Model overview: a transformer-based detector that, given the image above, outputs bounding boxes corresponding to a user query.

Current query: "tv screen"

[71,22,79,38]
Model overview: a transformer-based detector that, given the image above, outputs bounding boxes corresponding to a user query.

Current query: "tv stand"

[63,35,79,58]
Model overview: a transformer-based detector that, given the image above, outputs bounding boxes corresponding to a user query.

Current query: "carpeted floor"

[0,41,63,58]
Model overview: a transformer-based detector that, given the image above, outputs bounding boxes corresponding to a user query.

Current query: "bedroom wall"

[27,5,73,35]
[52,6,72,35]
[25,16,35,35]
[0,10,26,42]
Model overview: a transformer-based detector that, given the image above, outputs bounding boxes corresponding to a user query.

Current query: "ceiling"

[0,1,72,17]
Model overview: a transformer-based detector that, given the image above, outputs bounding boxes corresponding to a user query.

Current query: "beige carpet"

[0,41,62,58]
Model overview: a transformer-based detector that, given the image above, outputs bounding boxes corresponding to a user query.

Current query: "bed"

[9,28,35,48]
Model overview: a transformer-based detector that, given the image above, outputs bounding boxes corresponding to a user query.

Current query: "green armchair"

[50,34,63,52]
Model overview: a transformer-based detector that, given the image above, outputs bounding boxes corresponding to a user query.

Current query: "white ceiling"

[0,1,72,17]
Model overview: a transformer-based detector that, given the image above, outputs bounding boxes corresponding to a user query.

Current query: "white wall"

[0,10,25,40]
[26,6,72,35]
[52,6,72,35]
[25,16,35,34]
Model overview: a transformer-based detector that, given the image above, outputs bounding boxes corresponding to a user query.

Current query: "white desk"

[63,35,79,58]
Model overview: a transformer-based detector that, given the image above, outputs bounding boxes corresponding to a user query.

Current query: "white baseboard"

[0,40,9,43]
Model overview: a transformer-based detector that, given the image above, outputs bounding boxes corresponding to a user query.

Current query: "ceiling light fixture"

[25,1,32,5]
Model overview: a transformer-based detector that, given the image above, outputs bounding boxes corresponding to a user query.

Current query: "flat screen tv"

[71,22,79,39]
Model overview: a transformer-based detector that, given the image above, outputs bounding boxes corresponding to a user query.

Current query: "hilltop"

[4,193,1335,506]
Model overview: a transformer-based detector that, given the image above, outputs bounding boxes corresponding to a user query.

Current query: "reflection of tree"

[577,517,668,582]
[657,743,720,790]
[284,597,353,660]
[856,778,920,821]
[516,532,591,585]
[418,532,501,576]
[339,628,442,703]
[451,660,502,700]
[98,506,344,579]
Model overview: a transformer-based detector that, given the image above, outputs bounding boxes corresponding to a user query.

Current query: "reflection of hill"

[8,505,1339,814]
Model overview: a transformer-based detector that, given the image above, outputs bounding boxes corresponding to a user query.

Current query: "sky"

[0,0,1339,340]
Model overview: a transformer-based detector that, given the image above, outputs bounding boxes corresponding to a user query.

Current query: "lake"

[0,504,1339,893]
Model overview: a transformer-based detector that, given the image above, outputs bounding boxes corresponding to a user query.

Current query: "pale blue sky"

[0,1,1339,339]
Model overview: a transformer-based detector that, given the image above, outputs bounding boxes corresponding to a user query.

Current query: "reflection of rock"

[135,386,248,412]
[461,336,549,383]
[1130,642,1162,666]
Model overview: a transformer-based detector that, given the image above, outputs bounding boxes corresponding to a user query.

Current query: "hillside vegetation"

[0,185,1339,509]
━━━━
> WHAT YOU HAVE TO DO
Please rewrite the rows above as a numbered list, starting at their first line and ending at the line containing "[9,28,35,48]", with blank lines omitted.

> EXPECTED OUTPUT
1. Model overview: a transformer-based detector that, given the image above, outputs bounding boxes corresponding to a user query.
2. Current query: "tv screen"
3. [71,22,79,38]
4. Model overview: a transformer-based detector that, given the image above, outputs bounding boxes corresponding to a user query.
5. Current query: "tv stand"
6. [63,35,79,58]
7. Model overview: a transformer-based detector that, given the image above, outputs bounding boxes corresponding to a user query.
8. Current query: "carpeted floor"
9. [0,41,63,58]
10. Model overview: a transformer-based detector that, given the image above, outputs bounding boxes corresponding to a user query.
11. Current query: "bedroom wall"
12. [27,5,73,35]
13. [52,6,72,35]
14. [25,16,35,35]
15. [0,10,26,42]
16. Model overview: a transformer-based detector that, given the image above, outputs bounding boxes corresponding to a user query.
17. Current query: "ceiling"
18. [0,1,72,17]
19. Model overview: a transformer-based detector that, given the image above, outputs bounding boxes corresponding to a user query.
20. Current query: "beige carpet"
21. [0,41,62,58]
22. Model overview: a transformer-based detector that, given the image above, outputs bounding boxes corresponding to a user query.
23. Current query: "bed"
24. [9,28,35,48]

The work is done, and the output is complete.